● Work task
Would you transcribe the line that holds "Could you point at the lime" and all the lines below it, through the final one, exactly and with nothing else?

--- Records shown Enclosed Below ---

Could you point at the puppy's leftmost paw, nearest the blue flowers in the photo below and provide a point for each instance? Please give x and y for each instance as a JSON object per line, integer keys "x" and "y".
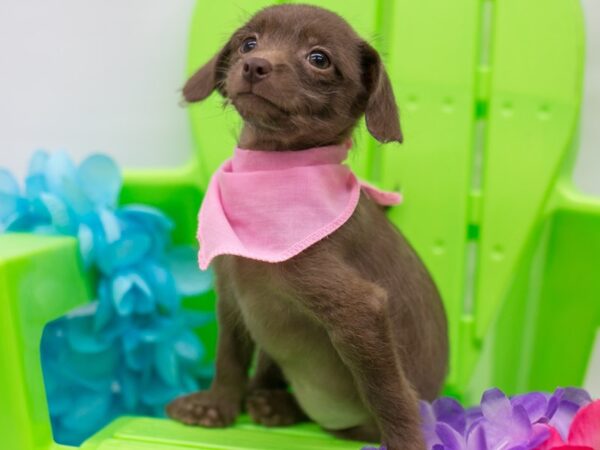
{"x": 206, "y": 408}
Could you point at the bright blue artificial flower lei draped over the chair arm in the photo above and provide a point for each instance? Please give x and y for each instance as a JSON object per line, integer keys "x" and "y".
{"x": 132, "y": 349}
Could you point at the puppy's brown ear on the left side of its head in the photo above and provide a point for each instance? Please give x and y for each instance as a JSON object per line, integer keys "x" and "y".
{"x": 208, "y": 78}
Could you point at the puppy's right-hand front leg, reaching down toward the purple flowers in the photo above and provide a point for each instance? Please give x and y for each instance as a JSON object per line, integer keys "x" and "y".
{"x": 354, "y": 313}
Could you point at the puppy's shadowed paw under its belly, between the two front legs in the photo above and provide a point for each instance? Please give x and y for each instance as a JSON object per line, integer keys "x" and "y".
{"x": 274, "y": 408}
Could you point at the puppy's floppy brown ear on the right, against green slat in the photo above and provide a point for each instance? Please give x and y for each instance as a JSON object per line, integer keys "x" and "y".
{"x": 381, "y": 112}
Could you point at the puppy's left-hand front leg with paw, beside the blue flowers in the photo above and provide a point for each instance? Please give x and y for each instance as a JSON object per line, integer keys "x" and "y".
{"x": 220, "y": 405}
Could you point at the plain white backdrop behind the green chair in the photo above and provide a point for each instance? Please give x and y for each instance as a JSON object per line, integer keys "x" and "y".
{"x": 104, "y": 75}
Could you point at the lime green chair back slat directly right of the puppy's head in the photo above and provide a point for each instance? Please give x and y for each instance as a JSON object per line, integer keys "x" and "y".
{"x": 433, "y": 62}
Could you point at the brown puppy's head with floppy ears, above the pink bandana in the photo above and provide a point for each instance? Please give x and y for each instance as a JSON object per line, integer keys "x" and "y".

--- End of Enclosed Records shown ---

● Finished exercise
Could you point at the lime green chair back slat directly right of the puppy's head in the photo above and provide a point for each instance? Please give x and y for each instance as a JSON object per line, integer keys "x" and "y".
{"x": 433, "y": 62}
Could you point at the brown puppy's head with floppy ears, above the pink bandana in the photo above and provide a point for each instance? Please give x and y for each instance as a JSON object per line, integer keys "x" and "y".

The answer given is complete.